Instructions —
#1 In the personal post about past romances, copy the passage from "When I came" to "said I wouldn't)" word for word.
#2 In the personal post about past romances, how long did it take the writer to get over M?

Document section —
▼▼▼

Two weeks ago, I was out by the pool studying. He came out, did his workout in the little gym (by the pool area) Then he came out and chatted with me a bit. Said he needed to run to the store real quick, wanted to know if I needed anything and if I'd still be out there in about 1/2 hour. I was planning to be, and told him that.

He comes out with a bowl of strawberries he'd just cut up, and poured a little wine and sugar on, a bottle of water for me and a bar of dark chocolate. He said he remembered that I liked dark chocolate. We chatted some more and ate the strawberries. He watched me eat, because he said he couldn't get over me taking such enjoyment over simple things.

Now, call me silly, but that whole things sounds just a tad romantic, doesn't it?

Haven't seen him since.

Next!

M is a guy I dated when I was 19. I was crazy head-over-heels for him. Took me about 4 years to get over him.

When I came back to San Diego from Italy, he went to great lengths to connect with me again, calling Italy, leaving notes at every barracks and ship in San Diego, looking for me. When we finally connect (after he's been looking for 2 months) he tells me that he got married 4 months ago.

Then why look me up? To shove it in my face? I don't know. Still don't. I mean, I tend to think about past relationships when I'm alone, particularly right after a break-up. Is that just me? At that time, he made some comment about, if he wasn't married, he'd want to give us a shot again. (for the record, I said I wouldn't)

And he did the stupidest things! He gave me his home phone number, which means his wife knew he was talking to me, and I wasn't trying to hide it. I figured we'd just say that we were friends in tech school, and hung out with the same people, and wanted to chat about old times. hell, I even suggested that I meet her, so we could hang out together, because I was NOT planning on having an affair with him, so I was comfortable about meeting her.

▲▲▲

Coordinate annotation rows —
▼▼▼

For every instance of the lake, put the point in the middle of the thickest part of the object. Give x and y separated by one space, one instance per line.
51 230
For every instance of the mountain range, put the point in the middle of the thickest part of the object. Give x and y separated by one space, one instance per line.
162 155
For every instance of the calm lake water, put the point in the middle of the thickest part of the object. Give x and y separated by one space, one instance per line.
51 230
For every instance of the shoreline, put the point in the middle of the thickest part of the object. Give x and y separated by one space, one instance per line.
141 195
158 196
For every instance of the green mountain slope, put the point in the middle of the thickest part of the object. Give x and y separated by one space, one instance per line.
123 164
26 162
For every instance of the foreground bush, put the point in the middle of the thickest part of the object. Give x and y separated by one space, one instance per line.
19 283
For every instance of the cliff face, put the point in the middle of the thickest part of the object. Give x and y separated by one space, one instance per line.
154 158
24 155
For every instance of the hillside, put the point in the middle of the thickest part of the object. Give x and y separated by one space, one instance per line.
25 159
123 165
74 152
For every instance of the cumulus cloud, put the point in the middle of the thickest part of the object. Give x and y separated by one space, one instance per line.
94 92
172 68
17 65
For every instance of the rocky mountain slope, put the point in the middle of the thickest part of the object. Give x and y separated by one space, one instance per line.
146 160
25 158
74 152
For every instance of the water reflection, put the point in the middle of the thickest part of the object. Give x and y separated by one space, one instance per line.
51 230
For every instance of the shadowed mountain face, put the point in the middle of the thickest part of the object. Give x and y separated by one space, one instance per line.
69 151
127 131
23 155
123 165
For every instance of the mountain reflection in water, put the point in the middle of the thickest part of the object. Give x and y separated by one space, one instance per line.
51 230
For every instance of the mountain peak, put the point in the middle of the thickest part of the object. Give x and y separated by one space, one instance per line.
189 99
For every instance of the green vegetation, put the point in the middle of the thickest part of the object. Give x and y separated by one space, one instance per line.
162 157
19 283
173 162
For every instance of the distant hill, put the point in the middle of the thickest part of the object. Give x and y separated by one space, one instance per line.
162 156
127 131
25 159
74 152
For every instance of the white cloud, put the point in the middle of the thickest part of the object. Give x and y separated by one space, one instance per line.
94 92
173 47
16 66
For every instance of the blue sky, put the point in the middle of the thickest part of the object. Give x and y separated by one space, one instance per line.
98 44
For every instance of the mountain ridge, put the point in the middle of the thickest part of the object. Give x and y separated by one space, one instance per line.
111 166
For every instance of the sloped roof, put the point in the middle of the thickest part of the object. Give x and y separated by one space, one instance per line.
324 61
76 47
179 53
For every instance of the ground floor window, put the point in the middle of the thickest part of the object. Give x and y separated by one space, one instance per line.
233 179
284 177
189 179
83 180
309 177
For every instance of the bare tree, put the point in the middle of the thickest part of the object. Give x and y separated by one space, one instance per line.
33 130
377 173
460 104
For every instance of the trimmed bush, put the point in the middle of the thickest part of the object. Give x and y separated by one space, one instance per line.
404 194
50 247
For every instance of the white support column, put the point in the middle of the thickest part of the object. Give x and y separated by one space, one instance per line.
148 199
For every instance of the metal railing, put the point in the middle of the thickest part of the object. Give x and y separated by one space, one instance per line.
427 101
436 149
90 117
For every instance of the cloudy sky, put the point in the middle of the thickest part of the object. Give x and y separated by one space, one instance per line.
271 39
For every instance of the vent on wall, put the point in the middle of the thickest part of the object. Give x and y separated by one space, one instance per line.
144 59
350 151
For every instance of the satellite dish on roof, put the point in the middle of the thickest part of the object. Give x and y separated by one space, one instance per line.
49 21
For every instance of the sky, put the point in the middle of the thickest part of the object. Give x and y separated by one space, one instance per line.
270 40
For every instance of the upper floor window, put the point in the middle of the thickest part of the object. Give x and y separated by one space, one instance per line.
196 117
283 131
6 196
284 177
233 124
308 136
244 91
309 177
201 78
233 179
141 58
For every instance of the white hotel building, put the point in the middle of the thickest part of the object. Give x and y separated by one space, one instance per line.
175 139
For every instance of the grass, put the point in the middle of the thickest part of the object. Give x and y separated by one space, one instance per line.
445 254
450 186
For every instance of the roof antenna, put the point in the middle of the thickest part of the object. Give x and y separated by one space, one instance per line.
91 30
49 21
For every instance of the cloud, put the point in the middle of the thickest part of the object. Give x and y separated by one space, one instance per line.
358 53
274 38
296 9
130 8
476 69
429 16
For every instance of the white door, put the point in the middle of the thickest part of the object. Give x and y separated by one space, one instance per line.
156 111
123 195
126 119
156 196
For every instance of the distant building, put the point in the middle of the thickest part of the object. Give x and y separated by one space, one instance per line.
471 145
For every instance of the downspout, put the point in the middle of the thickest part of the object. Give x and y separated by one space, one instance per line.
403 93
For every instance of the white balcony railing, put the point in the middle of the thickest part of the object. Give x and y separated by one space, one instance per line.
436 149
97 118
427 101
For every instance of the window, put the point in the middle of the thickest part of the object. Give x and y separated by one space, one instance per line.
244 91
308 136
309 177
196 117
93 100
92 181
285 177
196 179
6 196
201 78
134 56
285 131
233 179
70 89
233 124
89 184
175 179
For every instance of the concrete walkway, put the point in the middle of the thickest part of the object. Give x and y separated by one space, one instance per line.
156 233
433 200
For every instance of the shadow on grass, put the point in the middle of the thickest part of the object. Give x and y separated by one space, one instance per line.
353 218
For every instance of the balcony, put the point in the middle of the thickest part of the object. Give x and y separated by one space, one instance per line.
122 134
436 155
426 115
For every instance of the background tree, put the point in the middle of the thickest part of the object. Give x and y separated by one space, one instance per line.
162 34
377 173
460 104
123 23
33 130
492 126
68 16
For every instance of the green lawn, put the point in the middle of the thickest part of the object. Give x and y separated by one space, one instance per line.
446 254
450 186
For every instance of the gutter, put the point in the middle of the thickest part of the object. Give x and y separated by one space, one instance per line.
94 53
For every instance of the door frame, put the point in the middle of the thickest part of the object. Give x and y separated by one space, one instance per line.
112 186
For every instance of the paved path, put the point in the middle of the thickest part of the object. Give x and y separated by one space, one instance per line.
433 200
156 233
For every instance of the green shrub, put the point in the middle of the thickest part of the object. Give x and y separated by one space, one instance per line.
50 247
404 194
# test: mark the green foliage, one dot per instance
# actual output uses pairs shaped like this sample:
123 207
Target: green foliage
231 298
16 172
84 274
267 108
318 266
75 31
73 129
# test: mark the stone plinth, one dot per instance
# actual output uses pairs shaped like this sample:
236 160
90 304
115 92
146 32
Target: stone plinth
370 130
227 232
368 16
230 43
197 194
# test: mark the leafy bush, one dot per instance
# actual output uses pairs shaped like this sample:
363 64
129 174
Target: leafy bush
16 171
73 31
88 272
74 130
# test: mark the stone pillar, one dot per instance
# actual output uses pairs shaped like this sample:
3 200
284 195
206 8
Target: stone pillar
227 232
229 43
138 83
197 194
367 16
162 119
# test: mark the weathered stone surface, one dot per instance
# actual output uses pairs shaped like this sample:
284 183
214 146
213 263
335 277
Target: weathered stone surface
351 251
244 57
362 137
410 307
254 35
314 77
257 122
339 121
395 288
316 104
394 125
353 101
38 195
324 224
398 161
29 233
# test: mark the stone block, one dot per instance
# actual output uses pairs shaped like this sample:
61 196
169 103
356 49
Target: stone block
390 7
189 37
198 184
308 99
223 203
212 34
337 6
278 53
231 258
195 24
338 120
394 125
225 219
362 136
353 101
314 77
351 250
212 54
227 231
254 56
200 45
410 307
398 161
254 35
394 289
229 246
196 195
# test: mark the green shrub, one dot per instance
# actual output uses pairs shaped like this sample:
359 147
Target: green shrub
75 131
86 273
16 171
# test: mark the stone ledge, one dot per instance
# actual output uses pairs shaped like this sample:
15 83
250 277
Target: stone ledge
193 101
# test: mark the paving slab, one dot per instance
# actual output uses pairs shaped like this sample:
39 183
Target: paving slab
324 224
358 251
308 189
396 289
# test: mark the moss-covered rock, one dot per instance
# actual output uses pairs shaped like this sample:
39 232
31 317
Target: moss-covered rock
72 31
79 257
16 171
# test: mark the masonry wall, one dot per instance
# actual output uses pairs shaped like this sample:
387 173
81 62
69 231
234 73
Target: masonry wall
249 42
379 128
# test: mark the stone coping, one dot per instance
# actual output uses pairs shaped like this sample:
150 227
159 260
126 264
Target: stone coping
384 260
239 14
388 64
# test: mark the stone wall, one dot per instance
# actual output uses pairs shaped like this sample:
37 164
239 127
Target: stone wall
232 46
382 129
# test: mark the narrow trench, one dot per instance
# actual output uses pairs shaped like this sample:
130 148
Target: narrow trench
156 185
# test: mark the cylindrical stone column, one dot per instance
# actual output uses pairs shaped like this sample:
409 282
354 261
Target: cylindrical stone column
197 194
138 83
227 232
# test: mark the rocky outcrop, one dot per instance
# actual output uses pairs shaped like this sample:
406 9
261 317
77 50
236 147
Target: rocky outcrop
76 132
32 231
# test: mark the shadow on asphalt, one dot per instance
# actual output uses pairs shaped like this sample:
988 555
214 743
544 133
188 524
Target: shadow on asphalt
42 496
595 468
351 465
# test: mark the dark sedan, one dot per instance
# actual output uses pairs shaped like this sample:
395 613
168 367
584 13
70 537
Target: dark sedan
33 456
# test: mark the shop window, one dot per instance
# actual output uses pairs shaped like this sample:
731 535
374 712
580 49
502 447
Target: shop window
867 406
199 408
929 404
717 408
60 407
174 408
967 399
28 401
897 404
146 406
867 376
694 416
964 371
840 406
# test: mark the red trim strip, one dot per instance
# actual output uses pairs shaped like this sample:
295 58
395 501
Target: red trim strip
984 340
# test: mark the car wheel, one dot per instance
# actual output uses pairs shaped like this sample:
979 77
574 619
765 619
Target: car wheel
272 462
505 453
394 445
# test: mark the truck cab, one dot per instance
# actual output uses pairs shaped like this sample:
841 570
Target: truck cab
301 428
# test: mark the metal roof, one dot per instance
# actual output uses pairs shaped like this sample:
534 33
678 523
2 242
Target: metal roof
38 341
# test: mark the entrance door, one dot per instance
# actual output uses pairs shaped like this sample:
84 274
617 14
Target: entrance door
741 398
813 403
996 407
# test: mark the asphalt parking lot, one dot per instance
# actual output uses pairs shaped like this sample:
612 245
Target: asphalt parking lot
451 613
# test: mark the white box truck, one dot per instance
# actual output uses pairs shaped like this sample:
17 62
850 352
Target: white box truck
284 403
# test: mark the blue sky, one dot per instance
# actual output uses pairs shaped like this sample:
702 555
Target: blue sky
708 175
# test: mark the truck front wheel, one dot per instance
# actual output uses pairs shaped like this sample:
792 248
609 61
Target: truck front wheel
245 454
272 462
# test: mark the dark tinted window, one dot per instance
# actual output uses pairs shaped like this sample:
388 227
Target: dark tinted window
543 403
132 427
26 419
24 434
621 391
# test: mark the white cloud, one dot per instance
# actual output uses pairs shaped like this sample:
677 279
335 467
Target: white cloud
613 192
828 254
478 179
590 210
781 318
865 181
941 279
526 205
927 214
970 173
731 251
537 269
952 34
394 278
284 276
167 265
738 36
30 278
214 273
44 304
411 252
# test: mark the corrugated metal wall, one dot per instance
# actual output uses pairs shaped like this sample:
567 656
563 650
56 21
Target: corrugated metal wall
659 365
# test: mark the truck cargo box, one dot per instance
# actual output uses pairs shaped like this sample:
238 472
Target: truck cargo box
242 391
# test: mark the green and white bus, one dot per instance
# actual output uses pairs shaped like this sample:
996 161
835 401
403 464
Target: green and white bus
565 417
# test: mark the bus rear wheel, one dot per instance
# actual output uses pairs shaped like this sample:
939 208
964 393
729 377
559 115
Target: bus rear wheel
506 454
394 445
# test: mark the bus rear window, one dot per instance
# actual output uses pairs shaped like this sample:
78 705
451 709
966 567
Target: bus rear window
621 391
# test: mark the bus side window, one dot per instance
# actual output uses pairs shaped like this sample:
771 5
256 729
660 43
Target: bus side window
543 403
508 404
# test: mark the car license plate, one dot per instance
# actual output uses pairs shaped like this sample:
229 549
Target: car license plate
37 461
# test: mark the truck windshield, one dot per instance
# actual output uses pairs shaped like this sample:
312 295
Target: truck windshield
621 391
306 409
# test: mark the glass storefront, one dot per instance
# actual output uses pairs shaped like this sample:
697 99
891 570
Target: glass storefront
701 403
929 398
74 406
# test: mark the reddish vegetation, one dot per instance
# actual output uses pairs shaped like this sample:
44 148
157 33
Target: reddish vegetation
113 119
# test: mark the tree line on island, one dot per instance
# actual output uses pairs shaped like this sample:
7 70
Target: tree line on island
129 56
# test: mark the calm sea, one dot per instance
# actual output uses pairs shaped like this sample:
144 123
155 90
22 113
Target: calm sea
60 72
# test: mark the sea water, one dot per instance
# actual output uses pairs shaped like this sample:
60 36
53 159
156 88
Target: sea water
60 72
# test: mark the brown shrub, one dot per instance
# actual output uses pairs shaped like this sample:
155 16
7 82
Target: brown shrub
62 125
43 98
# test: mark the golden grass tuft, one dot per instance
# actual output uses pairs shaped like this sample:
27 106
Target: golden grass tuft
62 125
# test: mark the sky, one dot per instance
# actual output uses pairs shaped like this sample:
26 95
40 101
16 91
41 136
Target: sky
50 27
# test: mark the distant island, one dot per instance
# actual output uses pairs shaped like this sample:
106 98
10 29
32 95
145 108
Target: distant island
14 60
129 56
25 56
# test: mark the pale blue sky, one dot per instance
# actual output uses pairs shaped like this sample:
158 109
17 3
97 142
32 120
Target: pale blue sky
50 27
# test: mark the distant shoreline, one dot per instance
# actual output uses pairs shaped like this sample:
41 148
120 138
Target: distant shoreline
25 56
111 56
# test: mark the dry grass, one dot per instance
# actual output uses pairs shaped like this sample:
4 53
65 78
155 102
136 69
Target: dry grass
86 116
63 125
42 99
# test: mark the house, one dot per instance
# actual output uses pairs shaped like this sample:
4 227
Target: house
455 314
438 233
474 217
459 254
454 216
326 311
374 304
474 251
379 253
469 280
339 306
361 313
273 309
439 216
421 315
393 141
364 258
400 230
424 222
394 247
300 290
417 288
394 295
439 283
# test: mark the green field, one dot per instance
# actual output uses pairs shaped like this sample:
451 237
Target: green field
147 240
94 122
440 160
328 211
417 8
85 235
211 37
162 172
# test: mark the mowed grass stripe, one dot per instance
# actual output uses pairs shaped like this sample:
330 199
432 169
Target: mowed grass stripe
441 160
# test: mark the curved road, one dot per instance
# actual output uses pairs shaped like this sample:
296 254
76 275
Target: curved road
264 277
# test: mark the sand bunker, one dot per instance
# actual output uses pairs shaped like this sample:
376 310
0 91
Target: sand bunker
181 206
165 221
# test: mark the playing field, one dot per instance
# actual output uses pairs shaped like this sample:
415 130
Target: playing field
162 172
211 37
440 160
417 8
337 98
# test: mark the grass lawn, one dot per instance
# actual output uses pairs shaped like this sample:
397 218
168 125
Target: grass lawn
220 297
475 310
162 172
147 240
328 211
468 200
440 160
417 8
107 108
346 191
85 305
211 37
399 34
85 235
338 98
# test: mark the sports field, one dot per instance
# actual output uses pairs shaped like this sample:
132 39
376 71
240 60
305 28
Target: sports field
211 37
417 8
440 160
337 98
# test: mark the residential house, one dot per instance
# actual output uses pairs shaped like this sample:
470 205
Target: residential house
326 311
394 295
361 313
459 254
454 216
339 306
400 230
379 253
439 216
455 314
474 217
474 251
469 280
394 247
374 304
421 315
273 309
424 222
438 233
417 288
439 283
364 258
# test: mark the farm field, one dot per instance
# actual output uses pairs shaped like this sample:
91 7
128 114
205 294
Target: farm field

▲▲▲

Solutions by task —
#1
When I came back to San Diego from Italy, he went to great lengths to connect with me again, calling Italy, leaving notes at every barracks and ship in San Diego, looking for me. When we finally connect (after he's been looking for 2 months) he tells me that he got married 4 months ago.

Then why look me up? To shove it in my face? I don't know. Still don't. I mean, I tend to think about past relationships when I'm alone, particularly right after a break-up. Is that just me? At that time, he made some comment about, if he wasn't married, he'd want to give us a shot again. (for the record, I said I wouldn't)

#2 About 4 years.